EXERCISE DESCRIPTION:
Every record should be written out exactly, with the pictures left out.

Recorded data
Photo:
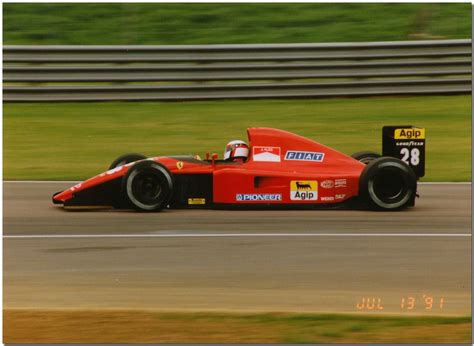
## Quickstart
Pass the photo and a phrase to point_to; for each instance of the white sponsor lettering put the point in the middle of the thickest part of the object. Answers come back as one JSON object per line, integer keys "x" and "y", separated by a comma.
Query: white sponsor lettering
{"x": 327, "y": 184}
{"x": 244, "y": 197}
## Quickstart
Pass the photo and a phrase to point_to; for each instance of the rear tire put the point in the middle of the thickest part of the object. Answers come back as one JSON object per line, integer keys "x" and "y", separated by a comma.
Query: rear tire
{"x": 387, "y": 183}
{"x": 365, "y": 156}
{"x": 147, "y": 186}
{"x": 127, "y": 158}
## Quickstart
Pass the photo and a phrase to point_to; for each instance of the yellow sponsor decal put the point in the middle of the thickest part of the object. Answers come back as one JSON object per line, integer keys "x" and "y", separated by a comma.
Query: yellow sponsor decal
{"x": 196, "y": 201}
{"x": 302, "y": 190}
{"x": 409, "y": 133}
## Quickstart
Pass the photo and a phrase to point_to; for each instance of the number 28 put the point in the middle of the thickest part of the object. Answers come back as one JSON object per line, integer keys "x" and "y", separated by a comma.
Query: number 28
{"x": 411, "y": 157}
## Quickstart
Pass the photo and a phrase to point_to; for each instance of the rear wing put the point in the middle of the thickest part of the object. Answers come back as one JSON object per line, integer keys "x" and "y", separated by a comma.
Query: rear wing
{"x": 406, "y": 143}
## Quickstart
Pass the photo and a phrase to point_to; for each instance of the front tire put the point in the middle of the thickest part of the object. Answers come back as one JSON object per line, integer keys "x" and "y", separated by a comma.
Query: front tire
{"x": 387, "y": 183}
{"x": 147, "y": 186}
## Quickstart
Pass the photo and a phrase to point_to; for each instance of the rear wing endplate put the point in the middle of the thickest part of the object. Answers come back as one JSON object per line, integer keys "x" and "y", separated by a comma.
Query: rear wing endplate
{"x": 406, "y": 143}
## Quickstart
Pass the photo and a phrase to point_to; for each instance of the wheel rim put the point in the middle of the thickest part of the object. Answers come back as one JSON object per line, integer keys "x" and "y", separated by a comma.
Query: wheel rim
{"x": 146, "y": 188}
{"x": 390, "y": 187}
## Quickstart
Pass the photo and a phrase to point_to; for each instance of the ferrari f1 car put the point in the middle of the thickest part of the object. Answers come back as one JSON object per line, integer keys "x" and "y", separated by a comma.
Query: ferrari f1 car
{"x": 282, "y": 170}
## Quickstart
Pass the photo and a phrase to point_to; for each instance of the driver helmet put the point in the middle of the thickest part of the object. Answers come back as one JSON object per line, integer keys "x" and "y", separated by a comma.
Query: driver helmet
{"x": 236, "y": 150}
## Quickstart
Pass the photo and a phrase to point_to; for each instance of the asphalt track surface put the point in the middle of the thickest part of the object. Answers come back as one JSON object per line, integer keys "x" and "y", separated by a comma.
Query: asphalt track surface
{"x": 205, "y": 260}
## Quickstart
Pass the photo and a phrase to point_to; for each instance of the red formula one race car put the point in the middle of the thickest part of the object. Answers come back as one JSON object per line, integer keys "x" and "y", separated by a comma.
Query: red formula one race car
{"x": 277, "y": 170}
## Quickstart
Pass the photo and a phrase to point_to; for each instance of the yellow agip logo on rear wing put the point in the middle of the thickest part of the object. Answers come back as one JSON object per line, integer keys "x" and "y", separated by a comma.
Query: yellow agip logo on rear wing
{"x": 409, "y": 134}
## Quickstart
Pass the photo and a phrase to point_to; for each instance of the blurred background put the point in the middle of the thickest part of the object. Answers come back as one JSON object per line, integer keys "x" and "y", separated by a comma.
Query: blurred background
{"x": 232, "y": 89}
{"x": 129, "y": 23}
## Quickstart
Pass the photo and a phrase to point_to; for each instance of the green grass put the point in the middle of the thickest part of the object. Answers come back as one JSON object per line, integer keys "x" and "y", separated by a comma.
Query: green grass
{"x": 134, "y": 23}
{"x": 38, "y": 326}
{"x": 78, "y": 140}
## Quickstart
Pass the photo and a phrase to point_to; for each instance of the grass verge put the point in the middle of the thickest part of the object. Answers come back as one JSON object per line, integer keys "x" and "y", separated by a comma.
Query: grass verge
{"x": 37, "y": 326}
{"x": 174, "y": 23}
{"x": 54, "y": 141}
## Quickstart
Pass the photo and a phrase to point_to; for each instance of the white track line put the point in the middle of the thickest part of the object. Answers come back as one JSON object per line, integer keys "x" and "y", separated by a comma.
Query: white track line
{"x": 230, "y": 235}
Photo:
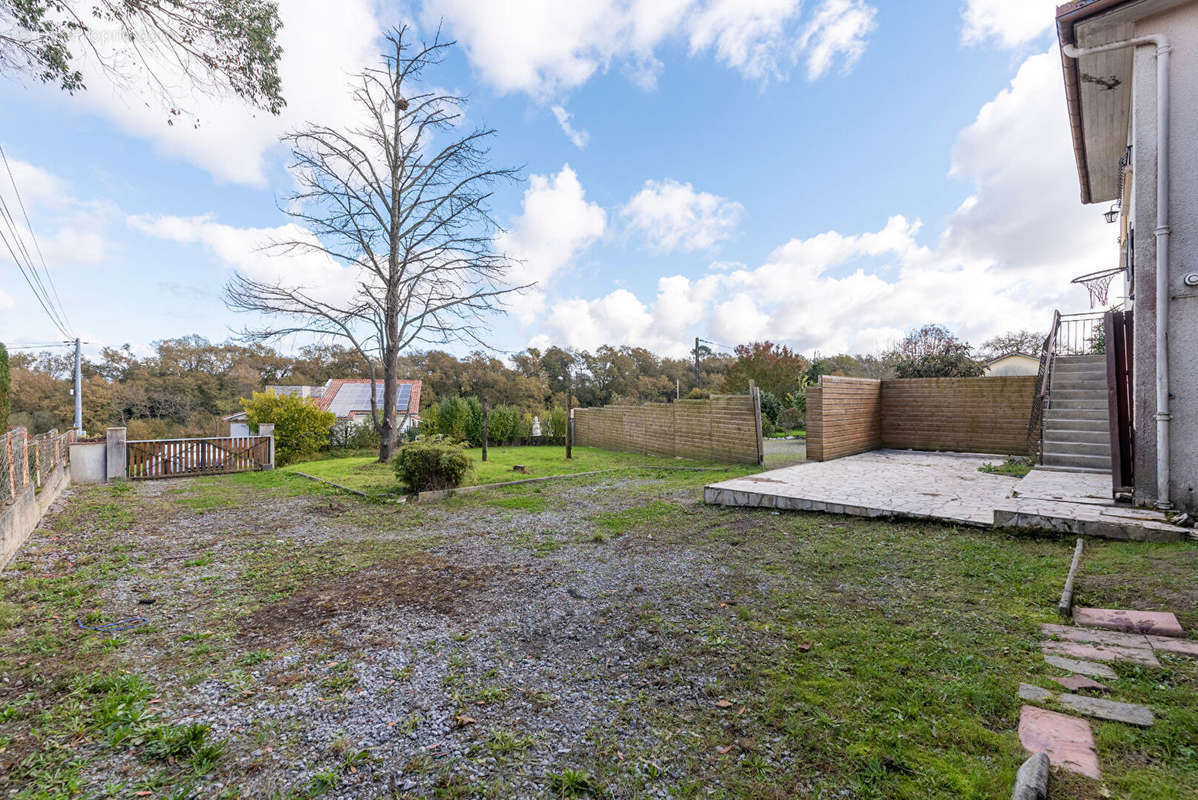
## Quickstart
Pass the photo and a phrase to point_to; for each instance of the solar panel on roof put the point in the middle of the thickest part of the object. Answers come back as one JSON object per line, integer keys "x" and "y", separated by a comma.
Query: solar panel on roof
{"x": 356, "y": 397}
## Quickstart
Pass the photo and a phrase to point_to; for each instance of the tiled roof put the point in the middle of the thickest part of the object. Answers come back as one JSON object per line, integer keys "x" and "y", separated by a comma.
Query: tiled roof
{"x": 350, "y": 397}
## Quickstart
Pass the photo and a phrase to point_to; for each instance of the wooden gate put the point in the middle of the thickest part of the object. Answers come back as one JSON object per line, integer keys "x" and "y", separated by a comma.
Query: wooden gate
{"x": 174, "y": 458}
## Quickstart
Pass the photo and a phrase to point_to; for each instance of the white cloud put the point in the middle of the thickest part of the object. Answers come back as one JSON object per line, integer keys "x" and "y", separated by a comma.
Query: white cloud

RESULT FOR THIS TASK:
Photo:
## Quickstart
Pass the photo and a phrase to point_to; for each instance of the white sponsor lettering put the point in the middle of the thickest part of the object. Answers come back as one JSON object per line, integer keys "x" and "y", separated by a comma.
Query: white sponsor lettering
{"x": 327, "y": 184}
{"x": 244, "y": 197}
## Quickstart
Pass the photo and a phrase to point_to; for each instance of the rear tire put the point in the middle of the thickest part of the object. Answers come back as one JSON object per line, integer keys "x" and "y", separated by a comma.
Query: rear tire
{"x": 387, "y": 183}
{"x": 365, "y": 156}
{"x": 147, "y": 186}
{"x": 127, "y": 158}
## Quickstart
Pass the photo and a phrase to point_to; for each instance of the yellow sponsor decal put the point in the middle of the thickest part of the object. Answers come back as one JSON object per line, integer keys "x" and "y", separated by a comma.
Query: yellow sponsor decal
{"x": 196, "y": 201}
{"x": 302, "y": 190}
{"x": 409, "y": 133}
## Quickstart
Pass the photo and a phrase to point_to; for each instance of the number 28 put the point in the middle of the thickest part of the object. Answers come back as one JSON object per line, integer keys "x" and "y", separated by a comma.
Query: number 28
{"x": 411, "y": 157}
## Quickstart
Pass the photo and a phrase to point_to; for each instance of the rear wing put the point in the middle of the thickest part of the object. Answers come back as one JSON object per line, integer keys "x" and "y", separated by a comma.
Query: rear wing
{"x": 406, "y": 143}
## Quickstart
Pass the photo and a phrase to point_to; for each instance of the front tire put the point in the middle of the thickest part of the object. Answers come back as one JSON object per line, integer keys "x" and "y", separated by a comma.
Query: front tire
{"x": 387, "y": 183}
{"x": 147, "y": 186}
## Quickstart
Pass the photo and a phrase to point_to; for each instance of the rear wing endplate put the point in the middle of the thickest part of the object. Answers come back as one JSON object per line, integer keys "x" and "y", separated by a comma.
Query: rear wing endplate
{"x": 406, "y": 143}
## Quickstart
Pass the photo and a phrase to point_to; for each instance of the wheel rim put the point in the middle of the thickest part of the object. Answers come back as one JSON object per line, integer keys "x" and "y", separated by a comma.
Query: wheel rim
{"x": 146, "y": 188}
{"x": 390, "y": 187}
## Quickstart
Pass the photo and a phrase to point_to; for each instance of the ferrari f1 car put the point in the middle of the thickest part of the object. Answers come back as one JSON object per line, integer keys "x" and "y", separated by a comma.
Query: ferrari f1 car
{"x": 282, "y": 170}
## Quickstart
Pass the photo and a phrase to point_to; for each instance of the driver helmet put the point in the middle of the thickest part of the object. Answers come back as one JSON object per line, integer keys "x" and "y", separated by a comma.
Query: driver helmet
{"x": 236, "y": 150}
## Quickstart
Pass the photo and a phrase to point_to; for each instance of the asphalt track surface put the point in the middle of the thickest part of the object. Answers come back as one JSON object per line, integer keys "x" and "y", separated by a comma.
Query: asphalt track surface
{"x": 205, "y": 260}
## Quickstart
Pass the photo and a phrase to point_to; for each instance of the red formula one race car put the point in the middle of the thickest part of the object. Answers come back as one JSON object per line, integer keys "x" and "y", separated by a comma.
Query: red formula one race car
{"x": 277, "y": 170}
## Quickstart
Pass the photo and a phrase to point_to; for each instance of the yellow agip logo on rear wing put the point in the middle of the thickest part of the object. Answers come back as one JSON object per line, integer keys "x" and "y", separated by a comma.
Query: yellow agip logo on rear wing
{"x": 409, "y": 134}
## Quickstart
Pass the photo and a phrase to point_to; for each instance of the blurred background put the point in the middle of the thickest part of the object. Answers come back as one JSON object per line, integer keys "x" and "y", separated by a comma.
Query: blurred background
{"x": 232, "y": 89}
{"x": 129, "y": 23}
## Quickstart
Pass the photo and a phrase to point_to; for each instance of the green grass put the point in the middle of the thickest part of the object. Answers come back as one JSON object per line, integer keys "x" and "y", separated by a comma.
Query: green grass
{"x": 134, "y": 23}
{"x": 38, "y": 326}
{"x": 78, "y": 140}
## Quickstart
Pass the photo and a phrase to point_to; for each instance of the grass verge put the point in the middle of the thickest part of the object. Answers come back as one JSON object per line, integer keys "x" and "y", separated by a comma.
Query: grass verge
{"x": 37, "y": 326}
{"x": 174, "y": 23}
{"x": 54, "y": 141}
## Quickstart
Pass the photo and a phrase to point_to; for each instance of the white track line put the point in the middle of the thickest part of the object. Answers come back as one JSON object per line, integer keys "x" and "y", separated by a comma.
Query: white track line
{"x": 230, "y": 235}
Photo:
## Quickstart
Pass the photo and a phrase to point_to; for each instance of the solar panel on roof put the point in the middle of the thickest part of the object. Answers come back as one JSON object per line, integer keys "x" and "y", separated by a comma.
Query: solar panel on roof
{"x": 356, "y": 397}
## Quickstart
Pass the photo and a phrase to point_to; for each instance of the tiled roof put the point in the middle of the thickest part of the object. Answers come back as one JSON object per line, integer keys "x" and "y", separated by a comma.
Query: tiled roof
{"x": 350, "y": 397}
## Quickstart
Pass the photo and a phrase to point_to; for each instance of the wooden gate put the point in the middle of the thickest part of the object. Answers come back as one JSON object per line, integer keys "x" and "y", separated by a comma.
Query: wooden gate
{"x": 174, "y": 458}
## Quickstart
Pass the photo and a phrase to point_to; for each instance of the white cloud put the point in the middle of the thickest part of the object. Answers come back as one JSON object per line, integer keys "x" and "y", separated by a comma.
Query: white cloud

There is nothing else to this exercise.